(Labeled-object pointing entries)
--- begin ---

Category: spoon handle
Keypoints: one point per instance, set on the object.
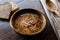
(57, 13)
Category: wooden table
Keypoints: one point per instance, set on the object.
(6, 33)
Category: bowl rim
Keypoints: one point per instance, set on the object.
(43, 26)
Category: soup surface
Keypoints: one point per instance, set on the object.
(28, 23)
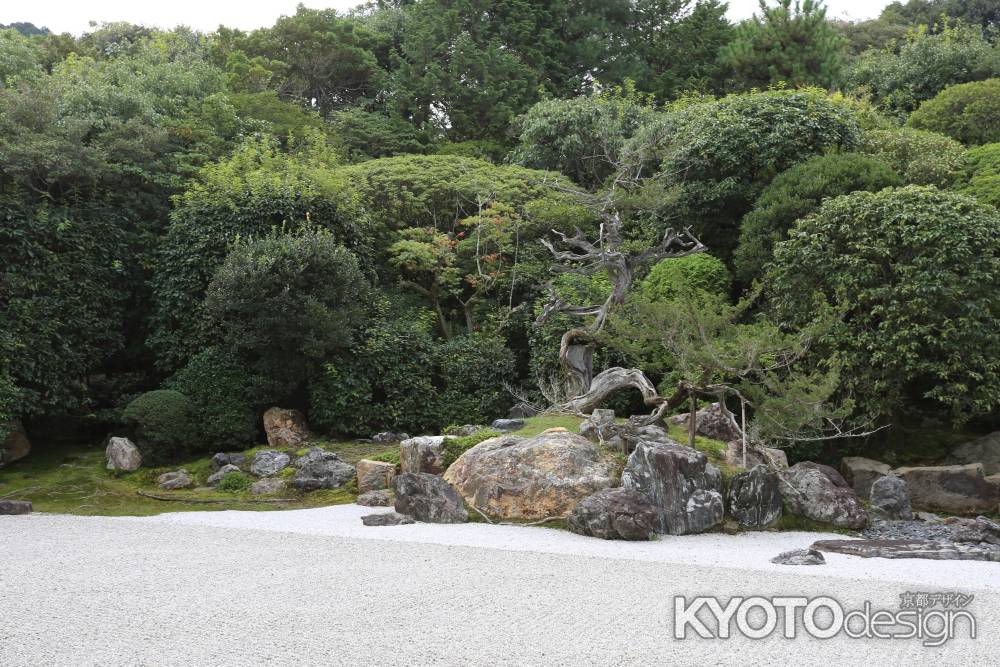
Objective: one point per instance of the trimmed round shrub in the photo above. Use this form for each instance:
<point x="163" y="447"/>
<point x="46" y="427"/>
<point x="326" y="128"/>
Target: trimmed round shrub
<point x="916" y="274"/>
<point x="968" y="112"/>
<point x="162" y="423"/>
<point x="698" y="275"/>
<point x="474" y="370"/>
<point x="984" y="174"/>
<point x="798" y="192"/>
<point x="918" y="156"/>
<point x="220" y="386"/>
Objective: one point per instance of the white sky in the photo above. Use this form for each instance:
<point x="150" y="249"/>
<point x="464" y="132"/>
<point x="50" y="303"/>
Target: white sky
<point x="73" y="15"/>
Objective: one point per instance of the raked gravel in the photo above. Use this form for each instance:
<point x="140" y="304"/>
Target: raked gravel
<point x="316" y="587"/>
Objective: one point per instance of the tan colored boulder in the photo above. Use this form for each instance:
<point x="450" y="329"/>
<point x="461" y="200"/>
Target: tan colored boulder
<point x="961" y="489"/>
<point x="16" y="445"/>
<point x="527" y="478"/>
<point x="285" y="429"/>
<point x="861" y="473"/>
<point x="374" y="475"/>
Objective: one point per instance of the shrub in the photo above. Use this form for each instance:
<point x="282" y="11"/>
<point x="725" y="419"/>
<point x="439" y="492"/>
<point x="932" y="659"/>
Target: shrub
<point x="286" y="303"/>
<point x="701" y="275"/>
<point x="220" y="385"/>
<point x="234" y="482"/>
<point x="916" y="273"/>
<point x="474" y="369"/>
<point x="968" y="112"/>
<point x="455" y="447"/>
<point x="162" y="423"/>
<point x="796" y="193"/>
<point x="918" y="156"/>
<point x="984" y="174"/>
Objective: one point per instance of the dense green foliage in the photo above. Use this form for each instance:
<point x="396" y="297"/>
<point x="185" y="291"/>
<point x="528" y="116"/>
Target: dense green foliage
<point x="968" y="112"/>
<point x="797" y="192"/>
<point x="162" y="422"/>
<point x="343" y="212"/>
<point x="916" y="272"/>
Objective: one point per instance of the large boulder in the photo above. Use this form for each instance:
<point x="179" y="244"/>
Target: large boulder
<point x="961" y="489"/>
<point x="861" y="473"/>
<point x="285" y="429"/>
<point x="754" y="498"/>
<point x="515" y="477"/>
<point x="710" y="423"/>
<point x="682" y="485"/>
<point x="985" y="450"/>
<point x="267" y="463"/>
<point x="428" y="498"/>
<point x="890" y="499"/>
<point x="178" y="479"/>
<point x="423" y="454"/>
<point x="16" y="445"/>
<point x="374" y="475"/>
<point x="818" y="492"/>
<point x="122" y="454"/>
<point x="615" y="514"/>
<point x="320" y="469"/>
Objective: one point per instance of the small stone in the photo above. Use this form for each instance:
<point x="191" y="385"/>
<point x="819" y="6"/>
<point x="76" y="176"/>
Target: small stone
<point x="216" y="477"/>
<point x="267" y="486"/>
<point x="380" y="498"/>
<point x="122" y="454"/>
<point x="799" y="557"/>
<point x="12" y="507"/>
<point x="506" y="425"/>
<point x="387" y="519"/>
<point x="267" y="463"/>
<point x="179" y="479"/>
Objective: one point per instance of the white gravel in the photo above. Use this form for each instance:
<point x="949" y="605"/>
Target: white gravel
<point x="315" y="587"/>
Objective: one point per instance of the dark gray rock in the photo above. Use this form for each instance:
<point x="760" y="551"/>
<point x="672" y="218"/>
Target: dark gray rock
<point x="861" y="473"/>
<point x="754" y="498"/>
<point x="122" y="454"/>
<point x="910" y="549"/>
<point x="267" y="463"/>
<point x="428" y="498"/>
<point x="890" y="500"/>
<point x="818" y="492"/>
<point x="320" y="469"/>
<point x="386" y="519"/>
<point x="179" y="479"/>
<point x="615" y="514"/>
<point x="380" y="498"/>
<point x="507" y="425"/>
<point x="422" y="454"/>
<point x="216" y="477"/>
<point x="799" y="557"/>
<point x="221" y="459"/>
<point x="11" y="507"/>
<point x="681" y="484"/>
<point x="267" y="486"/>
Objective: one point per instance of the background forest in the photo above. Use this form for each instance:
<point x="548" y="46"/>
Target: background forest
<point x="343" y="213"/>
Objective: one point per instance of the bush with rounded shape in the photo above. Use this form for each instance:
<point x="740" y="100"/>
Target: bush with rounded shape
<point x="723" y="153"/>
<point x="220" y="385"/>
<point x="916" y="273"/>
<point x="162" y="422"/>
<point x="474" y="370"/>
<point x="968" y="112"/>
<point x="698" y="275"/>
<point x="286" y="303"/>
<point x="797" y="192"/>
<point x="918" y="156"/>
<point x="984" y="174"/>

--- end ---

Pictures stay out; repeat all the rest of the records exactly.

Category: spoon handle
Keypoints: one point per instance, set on the object.
(57, 13)
Category: wooden table
Keypoints: one point per instance, set on the object.
(6, 33)
Category: bowl rim
Keypoints: one point per instance, set on the object.
(43, 26)
Category: soup surface
Keypoints: one point per instance, set on the object.
(28, 23)
Objective: one point per instance of the trimmed round shrub in the photo above. Use this form for each instance:
<point x="163" y="447"/>
<point x="46" y="427"/>
<point x="326" y="128"/>
Target: trimmed round shrub
<point x="916" y="274"/>
<point x="968" y="112"/>
<point x="162" y="423"/>
<point x="698" y="275"/>
<point x="474" y="370"/>
<point x="984" y="174"/>
<point x="798" y="192"/>
<point x="918" y="156"/>
<point x="220" y="386"/>
Objective: one point per instance of the white sky in the photo above. Use this form for each instance:
<point x="150" y="249"/>
<point x="464" y="132"/>
<point x="50" y="303"/>
Target: white sky
<point x="73" y="15"/>
Objective: one point per instance of the raked gravel in the photo above. Use this form for each instance:
<point x="140" y="304"/>
Target: raked gravel
<point x="316" y="587"/>
Objective: one point per instance of the tan colored boulder in the photo above. Use this form for each instance:
<point x="450" y="329"/>
<point x="461" y="200"/>
Target: tan colored boulder
<point x="961" y="489"/>
<point x="16" y="445"/>
<point x="527" y="478"/>
<point x="285" y="429"/>
<point x="861" y="473"/>
<point x="374" y="475"/>
Objective: one point per instance of the shrub in the photo above. Use this form for each instance:
<point x="282" y="11"/>
<point x="725" y="419"/>
<point x="439" y="492"/>
<point x="932" y="659"/>
Target: shrub
<point x="286" y="303"/>
<point x="701" y="275"/>
<point x="220" y="385"/>
<point x="234" y="482"/>
<point x="916" y="273"/>
<point x="474" y="369"/>
<point x="968" y="112"/>
<point x="455" y="447"/>
<point x="162" y="423"/>
<point x="796" y="193"/>
<point x="918" y="156"/>
<point x="984" y="174"/>
Objective: one point per instance of the dense green foliage in the photo above. Use this form for each instance:
<point x="396" y="297"/>
<point x="185" y="291"/>
<point x="528" y="116"/>
Target: dense green foliage
<point x="968" y="112"/>
<point x="797" y="192"/>
<point x="162" y="422"/>
<point x="343" y="212"/>
<point x="916" y="272"/>
Objective: one point per instance of the large boulder in the photo above. Use this form for each instance:
<point x="179" y="244"/>
Target: large boulder
<point x="961" y="489"/>
<point x="861" y="473"/>
<point x="285" y="429"/>
<point x="754" y="498"/>
<point x="515" y="477"/>
<point x="710" y="423"/>
<point x="682" y="485"/>
<point x="985" y="450"/>
<point x="267" y="463"/>
<point x="428" y="498"/>
<point x="890" y="499"/>
<point x="178" y="479"/>
<point x="423" y="454"/>
<point x="16" y="445"/>
<point x="374" y="475"/>
<point x="818" y="492"/>
<point x="122" y="454"/>
<point x="615" y="514"/>
<point x="320" y="469"/>
Objective: one point per instance of the small stone in the photo above. Use this form for each instance:
<point x="191" y="385"/>
<point x="819" y="6"/>
<point x="76" y="176"/>
Target: small stone
<point x="216" y="477"/>
<point x="267" y="486"/>
<point x="380" y="498"/>
<point x="122" y="454"/>
<point x="799" y="557"/>
<point x="12" y="507"/>
<point x="506" y="425"/>
<point x="387" y="519"/>
<point x="267" y="463"/>
<point x="179" y="479"/>
Objective: one point per instance of the white gravel in the photo above. Use this form for each instance:
<point x="949" y="605"/>
Target: white gravel
<point x="315" y="587"/>
Objective: one point per instance of the dark gray rock in the photo above. Use this form for each instance:
<point x="760" y="551"/>
<point x="672" y="218"/>
Target: dark gray rock
<point x="861" y="473"/>
<point x="754" y="498"/>
<point x="122" y="454"/>
<point x="910" y="549"/>
<point x="267" y="463"/>
<point x="428" y="498"/>
<point x="890" y="500"/>
<point x="818" y="492"/>
<point x="320" y="469"/>
<point x="386" y="519"/>
<point x="179" y="479"/>
<point x="615" y="514"/>
<point x="380" y="498"/>
<point x="507" y="425"/>
<point x="422" y="454"/>
<point x="216" y="477"/>
<point x="799" y="557"/>
<point x="221" y="459"/>
<point x="11" y="507"/>
<point x="681" y="484"/>
<point x="267" y="486"/>
Objective: one point per instance of the background forest in the photo above. Use this form for each instance:
<point x="548" y="46"/>
Target: background forest
<point x="343" y="213"/>
Objective: one point per instance of the bush with rounded shape in the photo above. Use this form for each instance:
<point x="740" y="100"/>
Target: bush with rounded shape
<point x="723" y="153"/>
<point x="220" y="385"/>
<point x="916" y="273"/>
<point x="162" y="422"/>
<point x="474" y="370"/>
<point x="968" y="112"/>
<point x="698" y="275"/>
<point x="286" y="303"/>
<point x="797" y="192"/>
<point x="918" y="156"/>
<point x="984" y="174"/>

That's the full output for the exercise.